-- Tujuan A --
Tuliskan semua bilangan yang tercantum dalam berita tentang perusakan lingkungan di Garut.
-- Tujuan B --
Salin tanpa perubahan bagian berita tentang perusakan lingkungan di Garut yang dimulai dari "Dari 450 DAS" dan diakhiri dengan "mereka bisa dipidana.".

-- Kutipan Terpilih --
------------------------------------------------------------------------

• Berita Terkini

    Sabtu, 24 September 2016

    Pidanakan Perusak Lingkungan di Garut

    Dari 450 DAS di Indonesia, 188 Kritis dan Rawan Bencana
    JAKARTA— Indikasi alih fungsi lahan konservasi menjadi lahan pertanian sebagai penyebab bencana di Garut dan Sumedang menjadi perhatian polisi. Polda Jawa Barat menurunkan tim untuk mencari siapa yang bertanggung jawab atas perusahan lingkungan itu. Kalau memang bersalah, mereka bisa dipidana.

------------------------------------------------------------------------

-- Cuplikan Bahan --

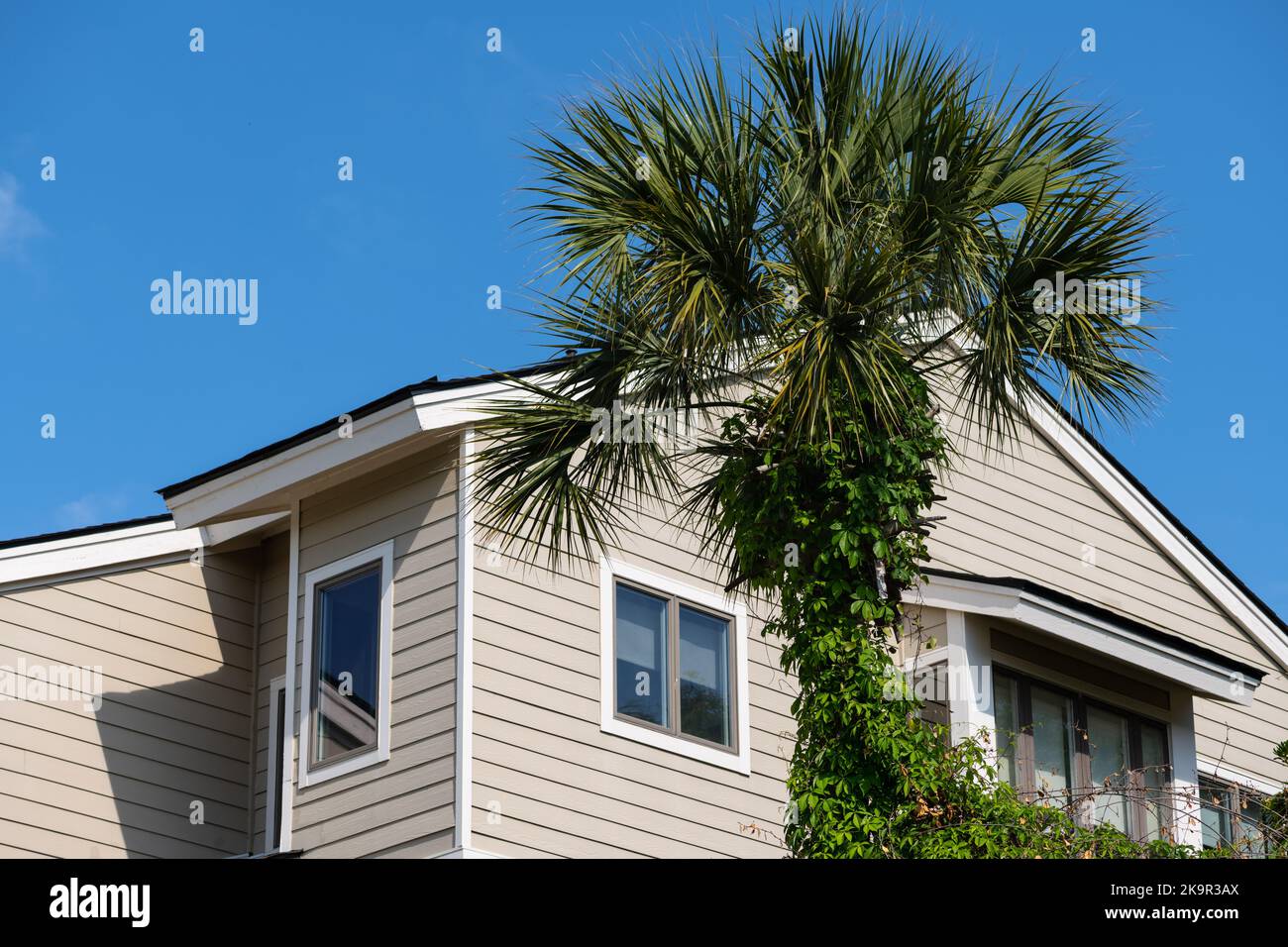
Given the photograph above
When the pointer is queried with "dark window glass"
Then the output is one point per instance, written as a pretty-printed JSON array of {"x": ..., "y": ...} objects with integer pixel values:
[
  {"x": 704, "y": 677},
  {"x": 643, "y": 682},
  {"x": 347, "y": 655}
]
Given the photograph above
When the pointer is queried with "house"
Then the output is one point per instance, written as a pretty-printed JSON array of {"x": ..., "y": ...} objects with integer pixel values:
[{"x": 317, "y": 654}]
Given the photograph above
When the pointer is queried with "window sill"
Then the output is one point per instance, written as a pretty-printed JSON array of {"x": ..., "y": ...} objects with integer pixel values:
[
  {"x": 322, "y": 774},
  {"x": 737, "y": 762}
]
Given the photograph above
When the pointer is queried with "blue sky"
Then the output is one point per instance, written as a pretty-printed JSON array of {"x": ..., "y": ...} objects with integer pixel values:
[{"x": 223, "y": 163}]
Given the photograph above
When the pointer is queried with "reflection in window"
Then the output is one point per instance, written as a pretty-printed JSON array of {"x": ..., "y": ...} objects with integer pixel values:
[
  {"x": 347, "y": 661},
  {"x": 704, "y": 677},
  {"x": 674, "y": 667},
  {"x": 1109, "y": 766},
  {"x": 643, "y": 684}
]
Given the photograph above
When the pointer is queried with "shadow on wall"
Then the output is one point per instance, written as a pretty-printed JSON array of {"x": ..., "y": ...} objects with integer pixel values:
[{"x": 178, "y": 754}]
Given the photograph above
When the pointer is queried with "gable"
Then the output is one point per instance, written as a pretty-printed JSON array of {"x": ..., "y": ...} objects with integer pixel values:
[{"x": 1028, "y": 512}]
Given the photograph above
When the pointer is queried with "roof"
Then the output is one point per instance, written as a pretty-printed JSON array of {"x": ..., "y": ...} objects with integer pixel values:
[
  {"x": 1073, "y": 603},
  {"x": 434, "y": 384},
  {"x": 1171, "y": 517},
  {"x": 84, "y": 531},
  {"x": 430, "y": 384}
]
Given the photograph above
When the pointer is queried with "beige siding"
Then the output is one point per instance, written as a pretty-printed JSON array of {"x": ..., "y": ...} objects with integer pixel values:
[
  {"x": 172, "y": 641},
  {"x": 402, "y": 806},
  {"x": 548, "y": 781},
  {"x": 1031, "y": 514}
]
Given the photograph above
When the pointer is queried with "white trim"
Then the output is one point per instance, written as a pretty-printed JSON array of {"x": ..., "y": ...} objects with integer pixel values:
[
  {"x": 464, "y": 644},
  {"x": 608, "y": 722},
  {"x": 464, "y": 852},
  {"x": 274, "y": 788},
  {"x": 372, "y": 434},
  {"x": 313, "y": 775},
  {"x": 245, "y": 486},
  {"x": 1159, "y": 528},
  {"x": 452, "y": 407},
  {"x": 970, "y": 678},
  {"x": 1026, "y": 608},
  {"x": 925, "y": 660},
  {"x": 115, "y": 547},
  {"x": 1224, "y": 772},
  {"x": 292, "y": 633},
  {"x": 88, "y": 539},
  {"x": 1184, "y": 784}
]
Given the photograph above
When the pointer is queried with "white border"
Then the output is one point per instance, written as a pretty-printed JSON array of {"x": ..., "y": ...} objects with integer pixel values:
[
  {"x": 608, "y": 723},
  {"x": 384, "y": 554},
  {"x": 1224, "y": 772},
  {"x": 274, "y": 788},
  {"x": 98, "y": 551},
  {"x": 292, "y": 633},
  {"x": 464, "y": 644},
  {"x": 1000, "y": 600}
]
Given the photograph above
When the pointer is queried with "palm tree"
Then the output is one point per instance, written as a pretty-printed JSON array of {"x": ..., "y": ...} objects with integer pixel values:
[{"x": 795, "y": 256}]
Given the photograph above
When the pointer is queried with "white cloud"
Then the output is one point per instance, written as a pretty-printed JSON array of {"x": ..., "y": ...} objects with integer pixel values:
[
  {"x": 91, "y": 509},
  {"x": 17, "y": 223}
]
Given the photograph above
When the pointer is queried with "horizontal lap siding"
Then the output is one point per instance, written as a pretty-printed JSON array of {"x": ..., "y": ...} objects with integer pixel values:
[
  {"x": 1029, "y": 513},
  {"x": 548, "y": 783},
  {"x": 174, "y": 643},
  {"x": 403, "y": 806}
]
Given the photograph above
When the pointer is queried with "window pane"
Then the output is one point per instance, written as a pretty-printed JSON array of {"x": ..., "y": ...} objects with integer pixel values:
[
  {"x": 1008, "y": 722},
  {"x": 1111, "y": 766},
  {"x": 1052, "y": 745},
  {"x": 704, "y": 677},
  {"x": 642, "y": 657},
  {"x": 1155, "y": 775},
  {"x": 1215, "y": 813},
  {"x": 348, "y": 661},
  {"x": 1252, "y": 830}
]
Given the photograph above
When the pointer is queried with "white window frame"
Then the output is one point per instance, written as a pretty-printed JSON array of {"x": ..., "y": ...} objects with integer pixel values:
[
  {"x": 277, "y": 762},
  {"x": 609, "y": 571},
  {"x": 313, "y": 774}
]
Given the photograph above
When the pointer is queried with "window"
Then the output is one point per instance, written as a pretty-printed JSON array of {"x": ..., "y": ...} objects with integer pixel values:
[
  {"x": 674, "y": 668},
  {"x": 348, "y": 618},
  {"x": 1232, "y": 817},
  {"x": 658, "y": 633},
  {"x": 1064, "y": 749}
]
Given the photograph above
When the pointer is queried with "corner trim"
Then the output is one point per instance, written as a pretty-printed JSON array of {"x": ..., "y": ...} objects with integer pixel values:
[
  {"x": 464, "y": 646},
  {"x": 292, "y": 633}
]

------------------------------------------------------------------------

-- Kunci Jawaban A --
24, 2016, 450, 188

-- Kunci Jawaban B --
Dari 450 DAS di Indonesia, 188 Kritis dan Rawan Bencana
    JAKARTA— Indikasi alih fungsi lahan konservasi menjadi lahan pertanian sebagai penyebab bencana di Garut dan Sumedang menjadi perhatian polisi. Polda Jawa Barat menurunkan tim untuk mencari siapa yang bertanggung jawab atas perusahan lingkungan itu. Kalau memang bersalah, mereka bisa dipidana.